→ **Work request**
In the records below, find the line containing "on hand in this photo."; give it again exactly, along with every line that follows, and nothing else.

→ **Excerpted data**
---*---
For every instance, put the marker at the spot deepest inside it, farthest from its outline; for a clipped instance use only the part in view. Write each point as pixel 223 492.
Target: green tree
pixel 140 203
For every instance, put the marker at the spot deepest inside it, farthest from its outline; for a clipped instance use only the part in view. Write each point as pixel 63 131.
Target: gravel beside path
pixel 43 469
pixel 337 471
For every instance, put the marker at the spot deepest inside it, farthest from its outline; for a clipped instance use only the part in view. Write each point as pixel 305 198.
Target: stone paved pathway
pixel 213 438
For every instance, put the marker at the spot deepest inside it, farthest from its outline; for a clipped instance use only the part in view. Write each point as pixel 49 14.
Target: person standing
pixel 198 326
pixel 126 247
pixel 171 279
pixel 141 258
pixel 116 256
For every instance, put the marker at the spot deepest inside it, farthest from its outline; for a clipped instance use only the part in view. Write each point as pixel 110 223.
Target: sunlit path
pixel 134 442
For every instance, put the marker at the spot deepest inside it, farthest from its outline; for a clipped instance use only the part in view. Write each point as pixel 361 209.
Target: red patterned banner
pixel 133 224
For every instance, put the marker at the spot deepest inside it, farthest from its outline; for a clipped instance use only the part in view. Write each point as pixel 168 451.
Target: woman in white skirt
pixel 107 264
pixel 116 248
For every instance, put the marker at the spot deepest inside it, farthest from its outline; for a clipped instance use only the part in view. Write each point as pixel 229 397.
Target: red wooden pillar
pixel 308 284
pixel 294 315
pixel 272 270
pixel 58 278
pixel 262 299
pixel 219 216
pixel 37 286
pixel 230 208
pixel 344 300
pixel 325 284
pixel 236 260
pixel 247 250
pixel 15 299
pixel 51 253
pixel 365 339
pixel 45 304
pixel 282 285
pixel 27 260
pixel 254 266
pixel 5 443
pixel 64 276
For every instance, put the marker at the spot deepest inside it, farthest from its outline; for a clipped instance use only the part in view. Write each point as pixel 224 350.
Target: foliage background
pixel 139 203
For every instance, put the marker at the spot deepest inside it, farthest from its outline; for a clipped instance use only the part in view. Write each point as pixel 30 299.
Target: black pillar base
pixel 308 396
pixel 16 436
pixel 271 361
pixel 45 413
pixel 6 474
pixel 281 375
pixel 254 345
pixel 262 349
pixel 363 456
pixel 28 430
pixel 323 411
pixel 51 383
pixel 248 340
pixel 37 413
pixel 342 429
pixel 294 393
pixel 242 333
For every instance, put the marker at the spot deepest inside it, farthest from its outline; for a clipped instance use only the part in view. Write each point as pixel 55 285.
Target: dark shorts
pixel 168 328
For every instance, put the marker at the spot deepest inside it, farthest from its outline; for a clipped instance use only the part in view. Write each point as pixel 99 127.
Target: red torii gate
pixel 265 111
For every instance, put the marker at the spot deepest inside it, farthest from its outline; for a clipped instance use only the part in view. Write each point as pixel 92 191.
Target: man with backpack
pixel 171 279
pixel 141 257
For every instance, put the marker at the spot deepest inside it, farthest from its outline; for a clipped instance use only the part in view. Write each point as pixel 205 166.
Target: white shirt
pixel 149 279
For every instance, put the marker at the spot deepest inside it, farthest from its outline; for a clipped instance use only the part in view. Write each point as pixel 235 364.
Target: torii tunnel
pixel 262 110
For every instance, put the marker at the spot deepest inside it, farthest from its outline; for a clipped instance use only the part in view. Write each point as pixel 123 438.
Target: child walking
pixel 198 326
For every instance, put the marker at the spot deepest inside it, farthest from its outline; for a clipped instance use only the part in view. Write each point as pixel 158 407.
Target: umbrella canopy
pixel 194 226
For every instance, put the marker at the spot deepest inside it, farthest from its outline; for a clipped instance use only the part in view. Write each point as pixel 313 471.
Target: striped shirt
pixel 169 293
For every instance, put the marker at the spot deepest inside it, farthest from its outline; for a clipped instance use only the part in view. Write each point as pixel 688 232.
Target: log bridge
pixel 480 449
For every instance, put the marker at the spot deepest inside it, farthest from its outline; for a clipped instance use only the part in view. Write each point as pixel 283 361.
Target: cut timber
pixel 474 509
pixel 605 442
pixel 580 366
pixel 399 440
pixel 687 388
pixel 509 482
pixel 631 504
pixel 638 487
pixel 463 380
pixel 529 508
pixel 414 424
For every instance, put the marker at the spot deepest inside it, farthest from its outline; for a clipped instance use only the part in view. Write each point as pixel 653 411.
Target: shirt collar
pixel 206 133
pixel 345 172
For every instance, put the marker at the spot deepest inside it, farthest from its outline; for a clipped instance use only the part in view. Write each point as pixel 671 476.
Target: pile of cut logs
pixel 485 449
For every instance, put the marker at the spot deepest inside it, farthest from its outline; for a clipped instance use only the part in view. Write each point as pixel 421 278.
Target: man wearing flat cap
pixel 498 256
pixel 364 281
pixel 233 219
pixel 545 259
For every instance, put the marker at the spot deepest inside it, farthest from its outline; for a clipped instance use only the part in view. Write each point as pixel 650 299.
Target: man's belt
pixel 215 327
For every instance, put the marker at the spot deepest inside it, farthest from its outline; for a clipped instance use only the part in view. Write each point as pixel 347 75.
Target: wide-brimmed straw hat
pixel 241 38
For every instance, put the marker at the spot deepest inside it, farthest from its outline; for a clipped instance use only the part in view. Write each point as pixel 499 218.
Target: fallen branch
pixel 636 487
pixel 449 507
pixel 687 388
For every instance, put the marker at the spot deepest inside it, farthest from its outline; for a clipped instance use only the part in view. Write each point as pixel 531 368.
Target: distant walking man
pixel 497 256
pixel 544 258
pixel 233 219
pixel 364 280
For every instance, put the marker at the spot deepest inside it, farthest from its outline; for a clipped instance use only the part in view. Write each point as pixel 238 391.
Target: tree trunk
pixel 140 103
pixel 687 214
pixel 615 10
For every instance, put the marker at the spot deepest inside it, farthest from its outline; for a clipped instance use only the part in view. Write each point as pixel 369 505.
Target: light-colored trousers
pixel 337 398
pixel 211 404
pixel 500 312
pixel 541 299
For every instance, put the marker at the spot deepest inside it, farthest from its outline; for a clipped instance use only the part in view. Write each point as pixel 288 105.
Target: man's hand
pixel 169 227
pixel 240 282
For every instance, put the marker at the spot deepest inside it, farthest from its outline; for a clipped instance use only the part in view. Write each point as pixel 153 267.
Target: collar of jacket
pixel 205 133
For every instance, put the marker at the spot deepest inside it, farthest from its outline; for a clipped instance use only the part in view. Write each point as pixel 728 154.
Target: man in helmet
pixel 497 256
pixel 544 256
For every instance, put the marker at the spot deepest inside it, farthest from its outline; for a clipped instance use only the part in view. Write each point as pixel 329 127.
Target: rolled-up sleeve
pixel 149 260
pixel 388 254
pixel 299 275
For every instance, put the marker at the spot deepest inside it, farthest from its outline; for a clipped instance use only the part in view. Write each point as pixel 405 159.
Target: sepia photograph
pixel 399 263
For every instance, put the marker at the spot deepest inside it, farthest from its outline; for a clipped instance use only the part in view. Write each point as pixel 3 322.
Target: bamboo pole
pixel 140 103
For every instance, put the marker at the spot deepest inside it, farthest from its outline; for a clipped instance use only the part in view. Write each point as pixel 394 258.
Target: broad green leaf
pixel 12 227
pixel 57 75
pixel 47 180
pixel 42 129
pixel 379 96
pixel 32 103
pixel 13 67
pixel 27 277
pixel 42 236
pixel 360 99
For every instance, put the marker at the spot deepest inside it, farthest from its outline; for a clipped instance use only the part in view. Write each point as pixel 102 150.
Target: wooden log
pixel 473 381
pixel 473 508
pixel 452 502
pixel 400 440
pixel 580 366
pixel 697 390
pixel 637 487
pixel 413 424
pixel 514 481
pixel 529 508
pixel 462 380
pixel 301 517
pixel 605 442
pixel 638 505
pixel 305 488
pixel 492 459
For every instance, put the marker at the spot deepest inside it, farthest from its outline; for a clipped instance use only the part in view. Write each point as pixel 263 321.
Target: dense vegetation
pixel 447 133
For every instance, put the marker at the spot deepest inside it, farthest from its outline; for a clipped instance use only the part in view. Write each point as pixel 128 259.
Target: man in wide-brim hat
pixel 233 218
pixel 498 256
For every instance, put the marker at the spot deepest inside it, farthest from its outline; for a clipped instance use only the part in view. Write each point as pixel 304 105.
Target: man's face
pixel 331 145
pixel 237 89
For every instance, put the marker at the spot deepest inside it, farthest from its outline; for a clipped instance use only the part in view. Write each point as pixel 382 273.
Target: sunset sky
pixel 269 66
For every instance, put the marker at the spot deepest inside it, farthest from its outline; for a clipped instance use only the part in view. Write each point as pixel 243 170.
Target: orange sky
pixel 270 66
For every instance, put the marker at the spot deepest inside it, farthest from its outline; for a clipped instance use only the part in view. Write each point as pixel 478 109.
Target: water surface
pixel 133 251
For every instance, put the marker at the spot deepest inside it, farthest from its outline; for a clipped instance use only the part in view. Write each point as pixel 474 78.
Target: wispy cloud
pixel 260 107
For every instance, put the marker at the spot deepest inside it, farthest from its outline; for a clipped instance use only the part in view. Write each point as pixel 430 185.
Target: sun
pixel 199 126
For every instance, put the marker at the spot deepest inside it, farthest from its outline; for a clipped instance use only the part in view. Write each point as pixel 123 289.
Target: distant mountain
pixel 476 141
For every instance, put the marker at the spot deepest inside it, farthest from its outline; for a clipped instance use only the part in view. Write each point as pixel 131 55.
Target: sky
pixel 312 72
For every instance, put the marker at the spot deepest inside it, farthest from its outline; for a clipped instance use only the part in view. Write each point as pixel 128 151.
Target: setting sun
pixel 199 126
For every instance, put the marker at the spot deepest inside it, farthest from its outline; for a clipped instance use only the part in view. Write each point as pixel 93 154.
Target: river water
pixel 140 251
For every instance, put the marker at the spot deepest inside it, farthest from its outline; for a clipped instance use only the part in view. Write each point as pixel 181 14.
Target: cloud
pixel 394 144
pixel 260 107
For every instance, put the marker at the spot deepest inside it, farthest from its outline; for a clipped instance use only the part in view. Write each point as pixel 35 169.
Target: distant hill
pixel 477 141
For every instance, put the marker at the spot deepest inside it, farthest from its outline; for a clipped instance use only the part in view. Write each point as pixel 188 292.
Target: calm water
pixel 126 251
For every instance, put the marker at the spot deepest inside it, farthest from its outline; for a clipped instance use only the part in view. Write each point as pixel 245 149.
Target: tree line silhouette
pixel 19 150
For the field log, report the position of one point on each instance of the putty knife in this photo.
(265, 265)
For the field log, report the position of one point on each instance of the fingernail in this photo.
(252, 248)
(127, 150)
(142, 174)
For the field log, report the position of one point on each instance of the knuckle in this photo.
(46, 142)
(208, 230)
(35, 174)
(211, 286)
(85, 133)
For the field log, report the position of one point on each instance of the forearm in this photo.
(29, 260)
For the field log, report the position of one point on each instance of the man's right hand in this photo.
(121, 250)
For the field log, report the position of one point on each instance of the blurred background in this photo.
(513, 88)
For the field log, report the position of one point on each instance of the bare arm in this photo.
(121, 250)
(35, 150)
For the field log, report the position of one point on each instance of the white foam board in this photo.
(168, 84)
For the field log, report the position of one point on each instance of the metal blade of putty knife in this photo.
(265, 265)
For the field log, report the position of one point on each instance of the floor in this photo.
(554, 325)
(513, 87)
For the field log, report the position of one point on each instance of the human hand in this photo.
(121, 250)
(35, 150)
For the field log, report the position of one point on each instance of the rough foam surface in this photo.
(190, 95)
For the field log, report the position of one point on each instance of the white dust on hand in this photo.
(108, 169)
---*---
→ **Answer below**
For the field log, report the position of one point on each instance of the white dust on hand in this photo.
(108, 169)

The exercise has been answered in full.